>> start EXCERPT TO READ

I see where you are coming from, but i can tell you when they have left to go home.
I don't have to see them to know they have left, the smell in the corridor to get to the car park tells me so.
They are not the sort to down lager, it's shorts.


----------



## mw22 (Aug 15, 2005)

Shorts!!!

Do the decent thing mate and call it in. If ya don't wanna, feel free to PM some number plates, drinking locations and a name or two, and I'll gladly ring up and get the morons off the streets.

Mike


----------



## spain (May 28, 2005)

I agree with Mw22, maybe the safest thing , career wise, is to get someone to speak to them about it, give them a warning, then if they carry on and get done itÂ´s no worry to you, plus it getÂ´s some idiots off the roads.


----------



## TTCool (Feb 7, 2005)

I have a question for a.member

Have you ever witnessed the aftermath of a drink/drive accident? We can all make mistakes but drinking and driving is absolutely anathema.










Joe


----------



## spain (May 28, 2005)

You could look at this if you need a better idea of what Joe just said.

http://www.helpjacqui.com/pdf/jacqui.pdf


----------



## TTCool (Feb 7, 2005)

There is a longer reply to your question taking in a lot of the points already raised by other members, and I agree with these points; the result is nevertheless the same. Do something about your colleagues but be careful with regard to your employment. Do it in such a way as to not jeopardise your ability to support your family.

Joe


----------



## YELLOW_TT (Feb 25, 2004)

Just ask your self one question 
How will you feel if they kill a child on ther drunken way home and you know you may have been able to stop it happening :?: 
No body is making them do this and there is no reason for them to drink and drive it is there choice they know what they are doing and will have only them self to blame for what happens if you shop them 
I know I would not hesitate


----------



## fastasflip (May 13, 2003)

I wouldn't warn them, why should you get any greif especially if they are your supervisors they are obviously big enough and daft enough to know better. Phone up the local dibble anon about half an hour before they are due to leave giving them time to sit up either close to the pub or their home address

You will never know what you may have prevented but god forbid you'll have many a sleepless night if you let it continue and something does happen.


----------



## Johnnywb (May 31, 2006)

>> end EXCERPT TO READ
>> start GIVEN ENTRIES

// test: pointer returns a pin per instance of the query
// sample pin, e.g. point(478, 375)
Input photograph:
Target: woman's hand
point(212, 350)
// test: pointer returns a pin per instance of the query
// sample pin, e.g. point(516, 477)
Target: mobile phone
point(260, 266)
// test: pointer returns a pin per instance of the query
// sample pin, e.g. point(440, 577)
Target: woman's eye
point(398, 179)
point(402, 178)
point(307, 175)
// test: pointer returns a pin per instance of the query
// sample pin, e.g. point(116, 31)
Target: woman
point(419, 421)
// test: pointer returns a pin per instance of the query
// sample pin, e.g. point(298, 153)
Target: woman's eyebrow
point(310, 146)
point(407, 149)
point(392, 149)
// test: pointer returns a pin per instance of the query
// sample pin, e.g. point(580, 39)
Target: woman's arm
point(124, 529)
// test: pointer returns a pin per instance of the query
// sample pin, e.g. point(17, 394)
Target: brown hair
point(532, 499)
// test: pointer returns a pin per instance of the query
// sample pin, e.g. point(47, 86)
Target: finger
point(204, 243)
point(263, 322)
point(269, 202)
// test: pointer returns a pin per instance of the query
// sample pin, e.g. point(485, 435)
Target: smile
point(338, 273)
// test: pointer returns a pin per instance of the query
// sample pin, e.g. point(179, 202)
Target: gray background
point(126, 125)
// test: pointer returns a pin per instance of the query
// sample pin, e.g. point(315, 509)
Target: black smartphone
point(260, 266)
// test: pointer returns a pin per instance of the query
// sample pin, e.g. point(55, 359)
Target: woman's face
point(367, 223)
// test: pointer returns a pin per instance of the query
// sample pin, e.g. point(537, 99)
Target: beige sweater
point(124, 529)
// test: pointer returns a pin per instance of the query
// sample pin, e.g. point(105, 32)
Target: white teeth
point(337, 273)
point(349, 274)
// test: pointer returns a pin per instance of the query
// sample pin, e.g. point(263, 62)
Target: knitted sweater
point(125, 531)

>> end GIVEN ENTRIES

--- PROBLEMS TO WORK ON ---
1 - In the forum thread, what does the first poster say reveals that the colleagues have left to go home?
2 - From the forum thread, extract the part that opens with the words containing "## YELLOW_TT (Feb" and closes with "(May 13, 2003)".

--- ANSWERS TO THE EXERCISES ---
1 - The smell in the corridor to get to the car park.

2 -
## YELLOW_TT (Feb 25, 2004)

Just ask your self one question 
How will you feel if they kill a child on ther drunken way home and you know you may have been able to stop it happening :?: 
No body is making them do this and there is no reason for them to drink and drive it is there choice they know what they are doing and will have only them self to blame for what happens if you shop them 
I know I would not hesitate


----------



## fastasflip (May 13, 2003)